### [Page text]
┌────────
Chevron asserts that an exception to the Code's mutuality requirement exists. It contends that a valid, pre-petition contract — executed by a creditor, a debtor, and one or more third parties — either satisfies the mutuality requirement or allows the parties to contract around the mutuality requirement found in section 553(a) if the contract provides that one or more parties to the agreement can elect to setoff any debt it owes to one of the other parties against an amount owed to it by a different party to the agreement.
At first blush, Chevron's position appears to enjoy a measure of support in the caselaw. Nearly a dozen cases decided in the last three decades under the Code, and a smaller number of cases decided under the statutory scheme it replaced, the Bankruptcy Act of 1898, have observed that an exception along the lines of that espoused by Chevron exists. Upon closer inspection, however, it becomes clear that not one of these cases has actually upheld or enforced an agreement that allows for a triangular setoff; each and every one of these decisions have simply recognized such an exception in the course of denying the requested setoff or finding mutuality independent of the agreement. Moreover, these decisions cite only to other cases that recognize this purported exception in dicta, or, in some of the more recent cases, to a short reference in Collier on Bankruptcy, which also relies on this same handful of decisions for authority. See 5 Collier on Bankruptcy ¶ 553.03[b][ii], at 553-31 (15th ed. rev. 2008).
Eventually, each of these cases directly or indirectly traces back to a single case, decided by the United States Court of Appeals for the Seventh Circuit in 1964 under the former Bankruptcy Act. This decision, In re Berger Steel Co., 327 F.2d 401 (7th Cir.1964), was the first case to raise the possibility that an exception to the Bankruptcy Act's mutuality requirement, found in section 68 of the former Bankruptcy Act, might be found in a contract contemplating a triangular setoff.
The court in Berger Steel was presented with a party attempting to effect a triangular setoff, and contending that an oral agreement between it and two other parties created sufficient mutuality of amounts owing and owed to make a triangular setoff proper between the parties under the Bankruptcy Act. Berger Steel, 327 F.2d at 404. The Seventh Circuit rejected this argument, upholding the finding of a bankruptcy referee that no such agreement existed. Id. at 404-05. After making this factual finding, the court proceeded to factually distinguish the case before it from the handful of cases cited by the party seeking to effect a triangular setoff in its arguments to the court. The court noted that some of these cases had allowed a triangular setoff to be taken pursuant to a valid contract. Each of these cases recognizing such a setoff, however, were decided under state law or the common law of equitable receivership, and none of these cases were decided under the more restrictive language of either the Bankruptcy Act or the Code. Id. at 405-06 (discussing a pair of cases decided under the common law of equitable receivership, Piedmont Print Works v. Receivers of People's State Bank, 68 F.2d 110 (4th Cir. 1934), and Bromfield v. Trinidad Nat. Inv. Co., 36 F.2d 646 (10th Cir.1929), and a handful of cases decided under state law).
└────────
### [Source data]
┌────────
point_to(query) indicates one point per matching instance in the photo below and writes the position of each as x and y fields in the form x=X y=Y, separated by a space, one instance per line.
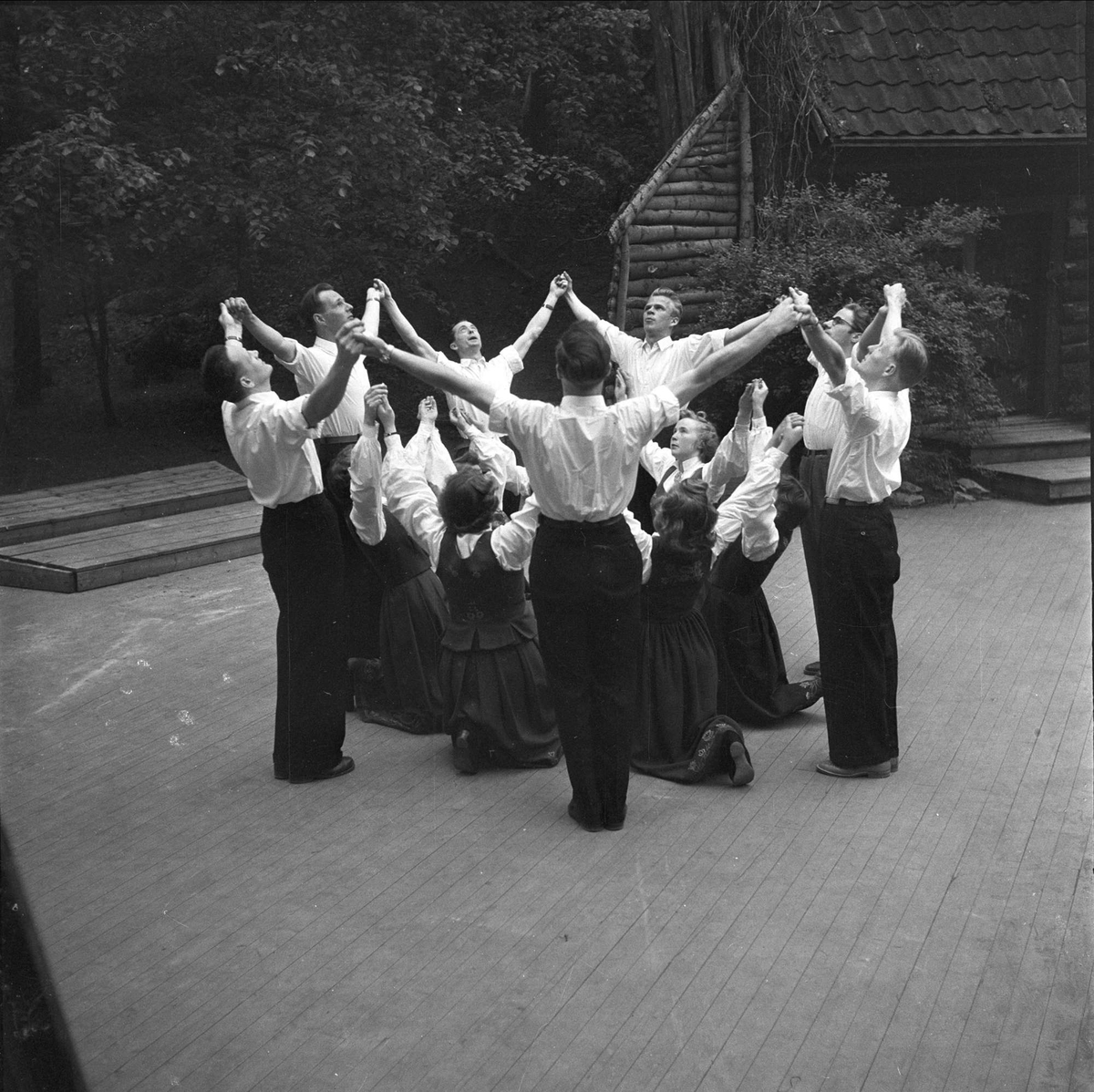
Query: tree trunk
x=26 y=336
x=98 y=333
└────────
### [Directive 1]
Translate this sentence from the text on triangular setoff in bankruptcy into Spanish: "The Seventh Circuit rejected this argument, upholding the finding of a bankruptcy referee that no such agreement existed."
### [Directive 2]
Write the next paragraph of the text on triangular setoff in bankruptcy, following on from its last sentence.

### [Exercise result 1]
El Séptimo Circuito rechazó este argumento y confirmó la determinación de un comisionado de quiebras de que no existía tal acuerdo.

### [Exercise result 2]
By simply distinguishing the facts before it from these prior cases, the Court in Berger Steel avoided addressing the broader question of whether a triangular setoff was permissible under the Bankruptcy Act if a contract signed by the parties to the proposed setoff contemplated such a remedy. Nevertheless, the court's opinion in Berger Steel was subsequently read as recognizing an exception to the strict mutuality requirement found in the Bankruptcy Act. See Bloor, 32 B.R. at 1001-02 (citing Berger Steel and a common law receivership case for the so-called exception in an opinion about setoff under the Bankruptcy Act involving two guarantors, each of whom had mutuality because of their status as a guarantor); Depositors Trust, 590 F.2d at 379 (detailing the general rule against triangular setoff under the Bankruptcy Act, citing Berger Steel for the so-called exception, and finding the exception to be inapplicable). A few courts interpreting section 553 in the first years of the Code followed suit shortly thereafter. See Balducci Oil, 33 B.R. at 853 (citing Berger Steel and Depositors Trust for the so-called exception in a motion denying summary judgment because the existence of such an agreement constituted a genuine issue of material fact); Virginia Block, 16 B.R. at 562 (detailing the general rule against triangular setoff, citing Berger Steel for the so-called exception, and finding the exception to be inapplicable). Later on, these more recent cases started to be cited for the proposition that triangular setoffs may be permissible under certain circumstances. Eventually, nearly a dozen cases construing section 553 of the Code joined into this chain, each referencing one of the earlier decisions for the proposition advanced by Chevron in this case, yet none actually permitting a triangular setoff or addressing the merits of this purported exception in a written opinion.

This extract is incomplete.